_YOUR GOAL_: Rewrite every line of the items below as a numbered list, skipping blank lines and leaving out any pictures.

_DATA SHOWN_:
+ + + + +

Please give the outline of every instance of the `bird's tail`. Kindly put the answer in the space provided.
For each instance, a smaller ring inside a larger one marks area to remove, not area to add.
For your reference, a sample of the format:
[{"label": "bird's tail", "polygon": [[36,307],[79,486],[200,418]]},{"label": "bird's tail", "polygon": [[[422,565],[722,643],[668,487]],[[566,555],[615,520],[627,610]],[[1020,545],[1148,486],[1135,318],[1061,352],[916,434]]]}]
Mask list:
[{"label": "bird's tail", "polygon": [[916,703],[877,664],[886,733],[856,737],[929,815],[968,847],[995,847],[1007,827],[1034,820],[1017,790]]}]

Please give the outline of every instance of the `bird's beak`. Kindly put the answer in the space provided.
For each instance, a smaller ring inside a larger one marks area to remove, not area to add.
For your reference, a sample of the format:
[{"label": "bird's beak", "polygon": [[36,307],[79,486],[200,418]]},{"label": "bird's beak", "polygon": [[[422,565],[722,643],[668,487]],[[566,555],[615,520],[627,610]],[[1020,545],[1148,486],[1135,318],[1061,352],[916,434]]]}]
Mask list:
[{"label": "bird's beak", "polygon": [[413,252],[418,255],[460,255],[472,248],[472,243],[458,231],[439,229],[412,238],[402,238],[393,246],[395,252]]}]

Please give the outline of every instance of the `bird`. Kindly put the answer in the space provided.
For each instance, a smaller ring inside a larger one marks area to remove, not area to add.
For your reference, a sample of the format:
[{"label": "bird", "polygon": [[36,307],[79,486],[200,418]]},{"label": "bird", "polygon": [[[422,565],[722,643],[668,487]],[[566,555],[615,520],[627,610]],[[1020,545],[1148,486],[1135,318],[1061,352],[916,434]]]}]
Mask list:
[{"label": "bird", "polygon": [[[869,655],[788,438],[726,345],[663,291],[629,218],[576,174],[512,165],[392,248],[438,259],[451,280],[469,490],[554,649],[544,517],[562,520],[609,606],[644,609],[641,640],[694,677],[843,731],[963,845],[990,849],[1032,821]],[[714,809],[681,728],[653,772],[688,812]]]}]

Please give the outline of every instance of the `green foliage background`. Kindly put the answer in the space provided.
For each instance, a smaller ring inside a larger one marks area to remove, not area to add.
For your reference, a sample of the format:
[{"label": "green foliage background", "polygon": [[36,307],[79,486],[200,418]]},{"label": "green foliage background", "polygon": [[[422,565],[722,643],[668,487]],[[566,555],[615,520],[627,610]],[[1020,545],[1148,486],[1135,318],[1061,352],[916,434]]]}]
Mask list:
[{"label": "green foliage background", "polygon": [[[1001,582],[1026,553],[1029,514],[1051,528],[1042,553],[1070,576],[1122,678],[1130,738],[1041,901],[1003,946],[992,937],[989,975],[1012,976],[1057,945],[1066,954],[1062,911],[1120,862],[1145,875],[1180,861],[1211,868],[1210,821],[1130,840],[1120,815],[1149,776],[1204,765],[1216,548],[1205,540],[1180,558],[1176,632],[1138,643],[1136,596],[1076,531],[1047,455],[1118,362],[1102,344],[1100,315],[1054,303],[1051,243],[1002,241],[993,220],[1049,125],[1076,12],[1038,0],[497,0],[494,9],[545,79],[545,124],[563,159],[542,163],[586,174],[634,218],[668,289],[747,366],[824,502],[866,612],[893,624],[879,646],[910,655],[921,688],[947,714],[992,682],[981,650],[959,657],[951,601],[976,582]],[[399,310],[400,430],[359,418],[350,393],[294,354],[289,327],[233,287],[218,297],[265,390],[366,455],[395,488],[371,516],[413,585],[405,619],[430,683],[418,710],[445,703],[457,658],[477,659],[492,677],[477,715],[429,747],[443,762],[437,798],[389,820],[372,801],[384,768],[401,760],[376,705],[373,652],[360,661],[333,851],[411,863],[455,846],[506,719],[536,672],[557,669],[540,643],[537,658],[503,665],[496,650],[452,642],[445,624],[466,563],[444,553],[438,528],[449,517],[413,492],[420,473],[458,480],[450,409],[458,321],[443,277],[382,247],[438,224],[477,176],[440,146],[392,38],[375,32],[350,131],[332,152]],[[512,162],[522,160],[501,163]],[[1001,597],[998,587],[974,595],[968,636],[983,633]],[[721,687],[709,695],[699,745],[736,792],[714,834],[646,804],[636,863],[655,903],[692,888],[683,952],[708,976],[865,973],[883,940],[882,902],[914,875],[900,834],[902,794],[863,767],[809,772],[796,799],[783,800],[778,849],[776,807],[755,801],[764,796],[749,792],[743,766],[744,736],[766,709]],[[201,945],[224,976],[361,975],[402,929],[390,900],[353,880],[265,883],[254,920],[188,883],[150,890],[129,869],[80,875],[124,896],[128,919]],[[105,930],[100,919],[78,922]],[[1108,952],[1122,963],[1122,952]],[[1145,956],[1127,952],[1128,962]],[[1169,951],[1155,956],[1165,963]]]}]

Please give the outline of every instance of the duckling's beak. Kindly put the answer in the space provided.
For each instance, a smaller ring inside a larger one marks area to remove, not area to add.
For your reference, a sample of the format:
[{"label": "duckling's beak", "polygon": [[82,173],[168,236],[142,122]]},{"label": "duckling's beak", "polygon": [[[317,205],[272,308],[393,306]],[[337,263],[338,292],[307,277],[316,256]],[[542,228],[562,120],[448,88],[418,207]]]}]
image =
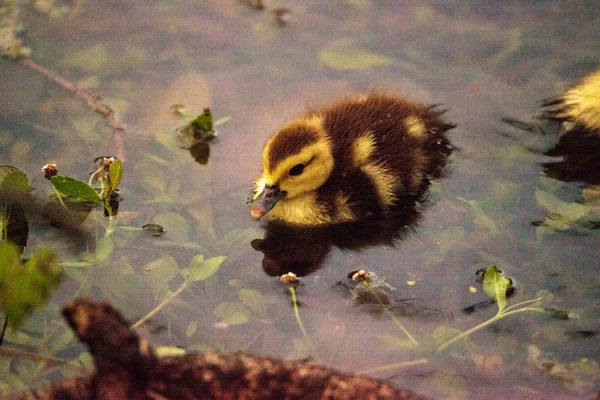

+ + + + +

_RESULT OF THIS EXERCISE_:
1. Please give the outline of every instance of the `bird's tail`. Kindly put the answer in the space provided.
2. For each instance, a smaller ring inside a larger one marks area to remove, not area to add.
3. For your reference, a sample of the format:
4. [{"label": "bird's tail", "polygon": [[36,307],[79,486],[200,418]]},{"label": "bird's tail", "polygon": [[[422,565],[722,643],[668,487]],[[566,555],[615,520],[627,610]],[[1020,545],[1148,486],[1135,318],[1061,352],[916,434]]]}]
5. Mask list:
6. [{"label": "bird's tail", "polygon": [[916,703],[877,664],[886,733],[856,737],[929,815],[968,847],[995,847],[1007,827],[1034,820],[1017,790]]}]
7. Please give the outline of every instance of the `bird's beak`. Kindly put the answer in the space provided.
8. For each instance, a smaller ring inside a larger one marks area to remove, not area to add.
9. For your reference, a sample of the format:
10. [{"label": "bird's beak", "polygon": [[36,307],[79,486],[200,418]]},{"label": "bird's beak", "polygon": [[[422,565],[722,643],[668,487]],[[566,555],[615,520],[627,610]],[[1020,545],[1148,486],[1135,318],[1061,352],[916,434]]]}]
11. Mask list:
12. [{"label": "bird's beak", "polygon": [[413,252],[418,255],[460,255],[472,248],[472,243],[458,231],[439,229],[412,238],[402,238],[393,246],[395,252]]}]
13. Please give the outline of every instance of the `bird`. Kindly put the answer in the space provided.
14. For each instance, a smaller ring inside a larger one marks area to remove, not area to add.
15. For your reference, a sample of the format:
16. [{"label": "bird", "polygon": [[36,307],[79,486],[200,418]]},{"label": "bird", "polygon": [[[422,565],[722,643],[668,487]],[[566,555],[615,520],[627,610]],[[1020,545],[1148,486],[1135,318],[1061,352],[916,434]]]}]
17. Mask list:
18. [{"label": "bird", "polygon": [[[869,655],[788,438],[726,345],[663,291],[629,218],[576,174],[512,165],[392,248],[438,259],[451,280],[469,490],[554,649],[544,517],[562,520],[609,606],[644,609],[641,640],[694,677],[843,731],[963,845],[990,849],[1032,821]],[[714,809],[681,728],[653,772],[688,812]]]}]
19. Please give the outline of every instance of the `green foliage background`. Kindly put the answer in the space provided.
20. For each instance, a smaller ring inside a larger one marks area to remove, not area to add.
21. For your reference, a sample of the format:
22. [{"label": "green foliage background", "polygon": [[36,307],[79,486],[200,418]]},{"label": "green foliage background", "polygon": [[[422,565],[722,643],[668,487]],[[566,555],[615,520],[627,610]],[[1020,545],[1148,486],[1135,318],[1061,352],[916,434]]]}]
23. Mask list:
24. [{"label": "green foliage background", "polygon": [[[1001,582],[1026,553],[1029,514],[1051,528],[1042,553],[1070,576],[1122,678],[1130,738],[1041,901],[1003,946],[992,937],[989,975],[1012,976],[1057,945],[1066,954],[1062,911],[1120,862],[1145,875],[1180,861],[1211,868],[1210,821],[1130,840],[1120,815],[1149,776],[1204,765],[1216,548],[1205,540],[1180,558],[1176,632],[1138,643],[1136,596],[1076,531],[1047,455],[1118,362],[1102,344],[1100,315],[1054,303],[1051,243],[1002,241],[993,220],[1049,125],[1076,12],[1038,0],[497,0],[494,9],[545,79],[545,124],[563,159],[542,163],[586,174],[634,218],[668,289],[747,366],[824,502],[866,612],[893,624],[879,646],[910,655],[921,688],[947,714],[992,682],[981,650],[959,657],[951,601],[976,582]],[[399,310],[400,430],[359,418],[350,393],[294,354],[289,327],[233,287],[218,297],[265,390],[366,455],[395,488],[371,516],[413,585],[405,619],[430,683],[418,710],[445,703],[457,658],[477,659],[492,677],[477,715],[429,747],[443,762],[437,798],[389,820],[372,801],[384,768],[401,760],[376,705],[373,652],[360,661],[333,851],[411,863],[455,846],[506,719],[536,672],[557,669],[540,643],[537,658],[503,665],[496,650],[452,642],[445,624],[466,563],[444,553],[438,528],[449,517],[413,492],[420,473],[458,480],[450,409],[458,321],[443,277],[382,247],[438,224],[477,176],[440,146],[392,38],[375,32],[350,131],[332,152]],[[512,162],[522,160],[501,163]],[[1001,597],[998,587],[974,595],[968,636],[983,633]],[[721,687],[709,695],[699,745],[736,792],[714,834],[646,804],[636,863],[655,903],[692,888],[683,952],[708,976],[865,973],[883,940],[882,902],[914,875],[900,834],[902,794],[863,767],[809,772],[796,799],[783,800],[778,849],[776,807],[755,801],[764,796],[749,792],[743,766],[744,736],[766,709]],[[201,945],[224,976],[361,975],[402,929],[390,900],[353,880],[265,883],[254,920],[188,883],[150,890],[129,869],[80,875],[124,896],[128,919]],[[105,930],[100,919],[78,922]],[[1108,952],[1122,963],[1122,952]],[[1145,956],[1127,952],[1128,962]],[[1169,951],[1155,956],[1165,963]]]}]
25. Please give the outline of every instance of the duckling's beak. Kindly put the answer in the space provided.
26. For each instance, a smaller ring inside a larger one marks area to remove, not area to add.
27. For your reference, a sample of the format:
28. [{"label": "duckling's beak", "polygon": [[82,173],[168,236],[142,122]]},{"label": "duckling's beak", "polygon": [[[317,205],[272,308],[393,306]],[[337,263],[338,292],[307,277],[316,256]],[[542,228],[562,120],[448,88],[418,207]]]}]
29. image =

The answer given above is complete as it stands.